• **Given instruction**:
Show every line of the items that contains the word "white".

----------------

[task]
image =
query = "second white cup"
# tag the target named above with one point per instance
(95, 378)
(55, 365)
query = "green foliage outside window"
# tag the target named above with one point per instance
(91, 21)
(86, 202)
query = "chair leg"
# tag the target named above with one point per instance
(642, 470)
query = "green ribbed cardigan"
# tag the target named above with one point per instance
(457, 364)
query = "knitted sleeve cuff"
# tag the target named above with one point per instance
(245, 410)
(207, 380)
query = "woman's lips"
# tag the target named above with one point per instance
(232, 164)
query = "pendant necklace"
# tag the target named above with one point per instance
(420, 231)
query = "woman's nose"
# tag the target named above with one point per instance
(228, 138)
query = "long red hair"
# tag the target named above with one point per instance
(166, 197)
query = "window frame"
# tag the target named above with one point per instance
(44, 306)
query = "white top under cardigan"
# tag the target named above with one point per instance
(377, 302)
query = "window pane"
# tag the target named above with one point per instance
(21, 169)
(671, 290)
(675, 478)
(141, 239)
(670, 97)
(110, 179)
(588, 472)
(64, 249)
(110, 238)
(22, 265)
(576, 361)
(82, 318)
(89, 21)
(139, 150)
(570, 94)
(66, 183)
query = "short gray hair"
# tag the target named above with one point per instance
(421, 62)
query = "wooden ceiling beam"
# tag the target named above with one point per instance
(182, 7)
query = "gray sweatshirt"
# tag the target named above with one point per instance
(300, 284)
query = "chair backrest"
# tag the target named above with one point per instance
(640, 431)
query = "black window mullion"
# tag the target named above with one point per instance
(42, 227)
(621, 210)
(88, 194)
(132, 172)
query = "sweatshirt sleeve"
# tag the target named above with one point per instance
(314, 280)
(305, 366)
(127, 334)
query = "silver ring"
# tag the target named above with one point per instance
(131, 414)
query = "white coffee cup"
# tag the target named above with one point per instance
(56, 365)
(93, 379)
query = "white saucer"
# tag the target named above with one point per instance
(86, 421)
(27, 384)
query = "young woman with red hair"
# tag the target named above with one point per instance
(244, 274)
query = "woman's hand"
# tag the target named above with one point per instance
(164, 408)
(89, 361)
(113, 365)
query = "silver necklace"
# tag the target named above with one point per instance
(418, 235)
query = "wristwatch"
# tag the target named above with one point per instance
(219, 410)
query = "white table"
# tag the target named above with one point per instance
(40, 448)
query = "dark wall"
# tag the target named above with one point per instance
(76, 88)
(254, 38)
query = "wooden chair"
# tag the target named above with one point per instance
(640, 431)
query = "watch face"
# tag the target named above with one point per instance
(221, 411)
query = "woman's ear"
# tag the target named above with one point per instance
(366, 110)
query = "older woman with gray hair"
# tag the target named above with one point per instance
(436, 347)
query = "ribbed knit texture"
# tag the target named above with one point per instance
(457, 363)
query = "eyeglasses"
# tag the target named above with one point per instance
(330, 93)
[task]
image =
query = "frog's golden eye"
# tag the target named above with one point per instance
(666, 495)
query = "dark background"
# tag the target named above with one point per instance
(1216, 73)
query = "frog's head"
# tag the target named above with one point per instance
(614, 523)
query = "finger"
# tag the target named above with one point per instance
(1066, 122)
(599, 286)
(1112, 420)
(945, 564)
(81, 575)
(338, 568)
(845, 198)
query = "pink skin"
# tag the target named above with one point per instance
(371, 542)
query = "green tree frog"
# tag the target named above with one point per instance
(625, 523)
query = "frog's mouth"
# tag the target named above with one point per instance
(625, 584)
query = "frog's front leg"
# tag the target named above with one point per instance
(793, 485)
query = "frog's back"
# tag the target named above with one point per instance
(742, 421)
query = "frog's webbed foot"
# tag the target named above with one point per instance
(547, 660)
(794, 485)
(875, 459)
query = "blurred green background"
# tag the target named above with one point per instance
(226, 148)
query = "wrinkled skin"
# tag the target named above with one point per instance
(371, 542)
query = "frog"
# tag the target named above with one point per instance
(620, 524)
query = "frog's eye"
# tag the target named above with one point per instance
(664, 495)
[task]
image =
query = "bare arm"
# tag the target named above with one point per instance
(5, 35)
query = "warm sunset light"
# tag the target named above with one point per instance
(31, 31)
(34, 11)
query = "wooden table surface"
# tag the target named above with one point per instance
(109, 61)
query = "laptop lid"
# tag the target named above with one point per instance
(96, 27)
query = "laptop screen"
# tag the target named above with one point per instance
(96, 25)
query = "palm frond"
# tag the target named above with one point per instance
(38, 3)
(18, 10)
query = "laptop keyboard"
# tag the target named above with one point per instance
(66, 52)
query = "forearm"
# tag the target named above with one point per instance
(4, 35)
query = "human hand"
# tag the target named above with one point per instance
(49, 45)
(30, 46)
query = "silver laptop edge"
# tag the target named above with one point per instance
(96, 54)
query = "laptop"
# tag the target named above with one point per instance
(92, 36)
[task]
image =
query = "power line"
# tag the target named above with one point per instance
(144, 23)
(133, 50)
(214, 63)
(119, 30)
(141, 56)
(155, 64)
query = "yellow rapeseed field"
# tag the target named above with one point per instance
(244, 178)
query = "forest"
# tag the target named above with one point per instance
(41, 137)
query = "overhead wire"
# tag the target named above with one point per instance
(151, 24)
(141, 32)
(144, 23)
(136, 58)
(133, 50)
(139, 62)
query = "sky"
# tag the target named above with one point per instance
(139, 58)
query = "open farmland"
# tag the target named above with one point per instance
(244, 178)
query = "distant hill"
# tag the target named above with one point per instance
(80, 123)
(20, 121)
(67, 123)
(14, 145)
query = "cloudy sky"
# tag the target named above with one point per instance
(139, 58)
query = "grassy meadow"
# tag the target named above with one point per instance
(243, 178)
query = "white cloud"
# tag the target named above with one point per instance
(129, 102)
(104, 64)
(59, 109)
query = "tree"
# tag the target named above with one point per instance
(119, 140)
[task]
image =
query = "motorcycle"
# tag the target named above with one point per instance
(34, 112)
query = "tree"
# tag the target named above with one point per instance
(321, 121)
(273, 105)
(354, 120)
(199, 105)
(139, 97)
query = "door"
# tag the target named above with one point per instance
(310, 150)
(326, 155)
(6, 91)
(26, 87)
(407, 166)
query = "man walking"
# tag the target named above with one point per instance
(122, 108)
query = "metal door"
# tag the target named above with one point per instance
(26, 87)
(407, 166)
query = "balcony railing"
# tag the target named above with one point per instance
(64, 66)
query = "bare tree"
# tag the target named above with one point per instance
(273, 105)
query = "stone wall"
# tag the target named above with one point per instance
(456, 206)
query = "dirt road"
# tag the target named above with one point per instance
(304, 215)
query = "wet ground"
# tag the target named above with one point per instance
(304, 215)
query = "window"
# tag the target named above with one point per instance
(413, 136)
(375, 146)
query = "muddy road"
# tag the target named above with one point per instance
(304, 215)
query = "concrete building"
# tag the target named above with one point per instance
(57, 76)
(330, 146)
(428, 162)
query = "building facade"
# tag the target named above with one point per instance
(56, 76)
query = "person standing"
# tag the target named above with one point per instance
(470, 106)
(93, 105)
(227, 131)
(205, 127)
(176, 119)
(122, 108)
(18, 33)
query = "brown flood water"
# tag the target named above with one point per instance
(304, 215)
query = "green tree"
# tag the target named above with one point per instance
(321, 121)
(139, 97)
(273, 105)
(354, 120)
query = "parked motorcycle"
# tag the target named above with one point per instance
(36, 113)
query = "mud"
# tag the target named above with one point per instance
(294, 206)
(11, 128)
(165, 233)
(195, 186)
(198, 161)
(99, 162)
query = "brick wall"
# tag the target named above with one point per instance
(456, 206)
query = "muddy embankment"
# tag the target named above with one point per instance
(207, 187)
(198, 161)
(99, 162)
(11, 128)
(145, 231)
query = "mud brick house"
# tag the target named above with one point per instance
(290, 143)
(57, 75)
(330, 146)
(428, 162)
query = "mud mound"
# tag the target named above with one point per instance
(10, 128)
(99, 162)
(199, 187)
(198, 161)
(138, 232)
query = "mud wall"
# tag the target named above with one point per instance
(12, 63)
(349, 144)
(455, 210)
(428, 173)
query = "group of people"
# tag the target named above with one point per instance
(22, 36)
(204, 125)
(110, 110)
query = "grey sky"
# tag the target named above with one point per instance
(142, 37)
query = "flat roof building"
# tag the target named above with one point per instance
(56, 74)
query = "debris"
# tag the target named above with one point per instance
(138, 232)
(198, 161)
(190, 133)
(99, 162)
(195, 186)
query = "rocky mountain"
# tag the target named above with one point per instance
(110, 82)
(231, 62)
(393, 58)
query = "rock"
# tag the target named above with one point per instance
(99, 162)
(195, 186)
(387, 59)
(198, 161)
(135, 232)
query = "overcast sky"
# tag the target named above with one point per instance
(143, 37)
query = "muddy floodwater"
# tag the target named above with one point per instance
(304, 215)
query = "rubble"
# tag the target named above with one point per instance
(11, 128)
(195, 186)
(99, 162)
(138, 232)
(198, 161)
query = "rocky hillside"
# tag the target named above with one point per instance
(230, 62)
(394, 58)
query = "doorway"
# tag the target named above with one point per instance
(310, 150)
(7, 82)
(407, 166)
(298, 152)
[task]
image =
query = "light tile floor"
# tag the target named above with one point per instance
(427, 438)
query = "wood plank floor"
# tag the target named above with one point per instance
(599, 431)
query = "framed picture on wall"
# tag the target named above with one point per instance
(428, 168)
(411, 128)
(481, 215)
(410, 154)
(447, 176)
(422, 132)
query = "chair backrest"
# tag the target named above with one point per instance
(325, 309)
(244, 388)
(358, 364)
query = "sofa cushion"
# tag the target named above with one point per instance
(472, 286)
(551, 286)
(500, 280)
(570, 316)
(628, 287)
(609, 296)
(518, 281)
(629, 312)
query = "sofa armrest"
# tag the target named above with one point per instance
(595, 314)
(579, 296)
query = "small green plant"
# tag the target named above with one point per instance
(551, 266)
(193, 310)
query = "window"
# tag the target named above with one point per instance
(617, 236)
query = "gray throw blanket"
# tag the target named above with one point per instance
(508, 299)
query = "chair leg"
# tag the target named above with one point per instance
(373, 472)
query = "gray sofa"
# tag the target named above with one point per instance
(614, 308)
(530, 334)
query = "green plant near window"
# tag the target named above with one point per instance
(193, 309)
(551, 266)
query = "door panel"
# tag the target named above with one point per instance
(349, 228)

----------------

• **Output below**:
query = "second white cup"
query = "white top under cardigan"
query = "white coffee cup"
query = "white saucer"
query = "white table"
query = "white cloud"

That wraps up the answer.